#### Task instructions
Recast the following listing as a numbered list, with blank lines omitted.

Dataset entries
# # #

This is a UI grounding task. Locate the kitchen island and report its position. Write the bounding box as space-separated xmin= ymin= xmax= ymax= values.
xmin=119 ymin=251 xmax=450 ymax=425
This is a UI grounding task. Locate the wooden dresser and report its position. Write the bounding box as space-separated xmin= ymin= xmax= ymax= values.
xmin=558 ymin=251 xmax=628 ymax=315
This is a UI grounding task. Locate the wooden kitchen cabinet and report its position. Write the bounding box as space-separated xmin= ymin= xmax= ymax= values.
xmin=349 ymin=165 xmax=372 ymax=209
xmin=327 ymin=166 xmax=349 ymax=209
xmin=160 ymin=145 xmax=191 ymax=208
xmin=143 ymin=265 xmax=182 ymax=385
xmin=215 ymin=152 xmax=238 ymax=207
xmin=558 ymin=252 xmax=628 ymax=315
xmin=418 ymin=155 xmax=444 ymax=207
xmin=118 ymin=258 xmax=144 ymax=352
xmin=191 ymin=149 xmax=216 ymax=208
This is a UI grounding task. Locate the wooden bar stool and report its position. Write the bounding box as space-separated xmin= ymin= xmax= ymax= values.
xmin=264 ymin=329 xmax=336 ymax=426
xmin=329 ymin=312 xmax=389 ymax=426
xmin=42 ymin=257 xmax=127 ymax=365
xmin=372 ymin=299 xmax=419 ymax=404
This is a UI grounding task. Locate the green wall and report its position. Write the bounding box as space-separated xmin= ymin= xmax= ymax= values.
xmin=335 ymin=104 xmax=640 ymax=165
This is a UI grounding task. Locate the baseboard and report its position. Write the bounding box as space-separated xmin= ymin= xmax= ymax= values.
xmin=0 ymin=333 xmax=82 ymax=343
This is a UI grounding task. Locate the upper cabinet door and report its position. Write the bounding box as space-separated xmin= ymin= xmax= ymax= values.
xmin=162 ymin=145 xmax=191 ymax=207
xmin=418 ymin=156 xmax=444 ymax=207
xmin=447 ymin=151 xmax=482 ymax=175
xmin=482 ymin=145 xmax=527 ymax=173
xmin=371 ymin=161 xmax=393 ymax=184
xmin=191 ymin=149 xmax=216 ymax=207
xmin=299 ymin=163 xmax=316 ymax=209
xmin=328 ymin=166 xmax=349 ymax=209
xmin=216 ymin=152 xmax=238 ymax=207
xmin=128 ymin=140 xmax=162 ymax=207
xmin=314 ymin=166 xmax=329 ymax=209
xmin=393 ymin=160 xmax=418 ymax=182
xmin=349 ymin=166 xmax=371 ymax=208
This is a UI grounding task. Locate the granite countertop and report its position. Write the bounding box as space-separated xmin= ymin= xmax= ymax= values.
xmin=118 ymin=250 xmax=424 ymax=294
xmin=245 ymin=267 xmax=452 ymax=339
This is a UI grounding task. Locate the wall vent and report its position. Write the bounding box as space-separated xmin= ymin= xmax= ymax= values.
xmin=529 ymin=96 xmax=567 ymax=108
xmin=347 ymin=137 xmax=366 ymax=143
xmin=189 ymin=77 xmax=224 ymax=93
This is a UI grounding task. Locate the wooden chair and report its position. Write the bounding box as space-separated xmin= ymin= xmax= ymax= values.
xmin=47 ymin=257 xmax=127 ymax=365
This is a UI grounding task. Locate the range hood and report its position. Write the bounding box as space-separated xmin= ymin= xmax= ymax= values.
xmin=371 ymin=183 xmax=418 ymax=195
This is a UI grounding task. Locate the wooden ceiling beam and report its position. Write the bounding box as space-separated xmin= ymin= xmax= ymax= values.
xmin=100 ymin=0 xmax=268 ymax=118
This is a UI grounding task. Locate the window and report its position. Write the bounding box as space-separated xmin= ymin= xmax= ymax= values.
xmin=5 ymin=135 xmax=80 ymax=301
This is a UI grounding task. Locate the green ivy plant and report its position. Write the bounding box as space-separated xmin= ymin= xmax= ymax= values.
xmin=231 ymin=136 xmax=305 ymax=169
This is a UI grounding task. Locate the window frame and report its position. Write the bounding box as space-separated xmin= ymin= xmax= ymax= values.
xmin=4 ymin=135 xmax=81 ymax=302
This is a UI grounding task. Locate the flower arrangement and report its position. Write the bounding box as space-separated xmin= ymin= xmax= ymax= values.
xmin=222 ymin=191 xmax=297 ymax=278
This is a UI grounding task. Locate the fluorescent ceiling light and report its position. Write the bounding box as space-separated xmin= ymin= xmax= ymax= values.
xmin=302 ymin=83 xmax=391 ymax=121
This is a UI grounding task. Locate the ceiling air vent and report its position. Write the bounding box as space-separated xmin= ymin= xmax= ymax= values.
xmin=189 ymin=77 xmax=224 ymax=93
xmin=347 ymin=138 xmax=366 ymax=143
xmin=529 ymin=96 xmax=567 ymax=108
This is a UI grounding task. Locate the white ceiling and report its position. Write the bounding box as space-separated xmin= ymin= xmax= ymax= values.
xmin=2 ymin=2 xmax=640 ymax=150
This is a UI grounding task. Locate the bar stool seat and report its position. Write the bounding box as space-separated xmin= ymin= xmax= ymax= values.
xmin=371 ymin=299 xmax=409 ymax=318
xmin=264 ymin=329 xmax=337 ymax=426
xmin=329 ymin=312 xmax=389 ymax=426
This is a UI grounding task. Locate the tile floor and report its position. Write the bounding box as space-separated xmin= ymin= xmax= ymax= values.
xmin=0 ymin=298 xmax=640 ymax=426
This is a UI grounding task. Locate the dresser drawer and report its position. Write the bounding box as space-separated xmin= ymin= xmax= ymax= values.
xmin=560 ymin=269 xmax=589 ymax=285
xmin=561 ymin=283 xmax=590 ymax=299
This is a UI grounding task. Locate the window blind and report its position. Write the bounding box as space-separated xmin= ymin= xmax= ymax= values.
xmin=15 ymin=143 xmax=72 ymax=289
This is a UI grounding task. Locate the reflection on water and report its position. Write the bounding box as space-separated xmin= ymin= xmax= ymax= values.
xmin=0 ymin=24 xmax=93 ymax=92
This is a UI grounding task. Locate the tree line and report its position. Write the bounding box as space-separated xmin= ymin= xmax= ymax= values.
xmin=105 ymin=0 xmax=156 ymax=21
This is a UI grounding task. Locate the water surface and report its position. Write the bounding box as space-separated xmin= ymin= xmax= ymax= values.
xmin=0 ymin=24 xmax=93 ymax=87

# # #

#### The answer
1. This is a UI grounding task. Locate the kitchen island and report its position. Write the bounding box as space-separated xmin= ymin= xmax= ymax= values.
2. xmin=119 ymin=251 xmax=450 ymax=425
3. This is a UI grounding task. Locate the wooden dresser and report its position. Write the bounding box as space-separated xmin= ymin= xmax= ymax= values.
4. xmin=558 ymin=251 xmax=628 ymax=315
5. This is a UI grounding task. Locate the wooden kitchen cabinet and report its position. Write the bounding box as space-separated xmin= ymin= xmax= ymax= values.
6. xmin=349 ymin=165 xmax=372 ymax=209
7. xmin=327 ymin=166 xmax=349 ymax=209
8. xmin=160 ymin=145 xmax=191 ymax=208
9. xmin=143 ymin=265 xmax=182 ymax=385
10. xmin=215 ymin=152 xmax=238 ymax=207
11. xmin=558 ymin=252 xmax=628 ymax=315
12. xmin=418 ymin=155 xmax=444 ymax=207
13. xmin=118 ymin=258 xmax=144 ymax=352
14. xmin=191 ymin=149 xmax=216 ymax=208
15. This is a UI grounding task. Locate the wooden bar stool and report its position. Write the bounding box as space-separated xmin= ymin= xmax= ymax= values.
16. xmin=264 ymin=329 xmax=336 ymax=426
17. xmin=329 ymin=312 xmax=389 ymax=426
18. xmin=42 ymin=257 xmax=127 ymax=365
19. xmin=372 ymin=299 xmax=419 ymax=404
20. This is a UI grounding task. Locate the green wall and report its position. Write the bounding box as space-separated xmin= ymin= xmax= ymax= values.
21. xmin=335 ymin=104 xmax=640 ymax=165
22. This is a UI grounding task. Locate the baseboard and report its position. Write the bounding box as space-separated xmin= ymin= xmax= ymax= values.
23. xmin=0 ymin=333 xmax=82 ymax=343
24. This is a UI grounding task. Locate the upper cabinet door and report its position. Write the bounding box as space-separated xmin= ymin= xmax= ymax= values.
25. xmin=162 ymin=145 xmax=191 ymax=207
26. xmin=418 ymin=156 xmax=444 ymax=207
27. xmin=447 ymin=151 xmax=482 ymax=175
28. xmin=482 ymin=145 xmax=527 ymax=173
29. xmin=371 ymin=161 xmax=393 ymax=184
30. xmin=191 ymin=149 xmax=216 ymax=207
31. xmin=299 ymin=163 xmax=316 ymax=209
32. xmin=328 ymin=166 xmax=349 ymax=209
33. xmin=216 ymin=152 xmax=238 ymax=207
34. xmin=128 ymin=140 xmax=162 ymax=207
35. xmin=314 ymin=166 xmax=329 ymax=209
36. xmin=393 ymin=160 xmax=418 ymax=182
37. xmin=349 ymin=166 xmax=371 ymax=208
38. This is a UI grounding task. Locate the granite countertop and report its position. Write the bounding box as space-separated xmin= ymin= xmax= ymax= values.
39. xmin=118 ymin=250 xmax=424 ymax=294
40. xmin=245 ymin=267 xmax=452 ymax=339
41. This is a UI grounding task. Locate the wall vent and report its position. Write the bounding box as space-separated xmin= ymin= xmax= ymax= values.
42. xmin=529 ymin=96 xmax=567 ymax=108
43. xmin=347 ymin=137 xmax=366 ymax=143
44. xmin=189 ymin=77 xmax=224 ymax=93
45. This is a UI grounding task. Locate the wooden chair and report its position. Write the bounding box as space-separated xmin= ymin= xmax= ymax= values.
46. xmin=47 ymin=257 xmax=127 ymax=365
47. This is a UI grounding task. Locate the range hood and report its position. Write the bounding box as space-separated xmin= ymin= xmax= ymax= values.
48. xmin=371 ymin=183 xmax=418 ymax=195
49. This is a UI grounding task. Locate the wooden ceiling beam and report its position. Write the bounding box as space-separated xmin= ymin= xmax= ymax= values.
50. xmin=100 ymin=0 xmax=268 ymax=118
51. This is a UI grounding task. Locate the window and report its position. Write the bounding box as space-separated xmin= ymin= xmax= ymax= values.
52. xmin=5 ymin=135 xmax=80 ymax=301
53. This is a UI grounding task. Locate the green ivy plant and report its position. Write the bounding box as space-separated xmin= ymin= xmax= ymax= values.
54. xmin=231 ymin=136 xmax=305 ymax=169
55. This is a UI grounding task. Locate the window frame and report its position. Write the bounding box as space-separated xmin= ymin= xmax= ymax= values.
56. xmin=4 ymin=135 xmax=81 ymax=302
57. This is a UI grounding task. Locate the flower arrangement and report its position. Write the bounding box as space-separated xmin= ymin= xmax= ymax= values.
58. xmin=222 ymin=191 xmax=297 ymax=278
59. This is a UI grounding task. Locate the fluorescent ceiling light and report its position. Write the bounding box as space-separated xmin= ymin= xmax= ymax= values.
60. xmin=302 ymin=83 xmax=391 ymax=121
61. This is a UI grounding task. Locate the ceiling air vent and report its position. Write the bounding box as space-separated xmin= ymin= xmax= ymax= values.
62. xmin=189 ymin=77 xmax=224 ymax=93
63. xmin=347 ymin=138 xmax=366 ymax=143
64. xmin=529 ymin=96 xmax=567 ymax=108
65. This is a UI grounding task. Locate the white ceiling and report its position. Write the bounding box as space-separated xmin= ymin= xmax= ymax= values.
66. xmin=2 ymin=2 xmax=640 ymax=150
67. This is a UI grounding task. Locate the bar stool seat and report its position. Write the bounding box as space-separated xmin= ymin= xmax= ymax= values.
68. xmin=371 ymin=299 xmax=409 ymax=318
69. xmin=264 ymin=329 xmax=337 ymax=426
70. xmin=329 ymin=312 xmax=389 ymax=426
71. This is a UI grounding task. Locate the tile floor and report its position. Write the bounding box as space-separated xmin= ymin= xmax= ymax= values.
72. xmin=0 ymin=298 xmax=640 ymax=426
73. This is a UI grounding task. Locate the dresser drawer and report its position. Write the bounding box as space-separated xmin= ymin= xmax= ymax= values.
74. xmin=560 ymin=269 xmax=589 ymax=285
75. xmin=561 ymin=283 xmax=590 ymax=299
76. This is a UI grounding task. Locate the window blind and report its position. Write the bounding box as space-separated xmin= ymin= xmax= ymax= values.
77. xmin=15 ymin=143 xmax=72 ymax=289
78. This is a UI grounding task. Locate the reflection on water and report its position. Write the bounding box as space-separated xmin= ymin= xmax= ymax= values.
79. xmin=0 ymin=24 xmax=93 ymax=92
80. This is a UI grounding task. Locate the tree line and report its position. Write the bounding box as space-separated xmin= ymin= xmax= ymax= values.
81. xmin=105 ymin=0 xmax=156 ymax=21
82. This is a UI grounding task. Locate the water surface and report its position. Write the bounding box as space-separated xmin= ymin= xmax= ymax= values.
83. xmin=0 ymin=24 xmax=93 ymax=87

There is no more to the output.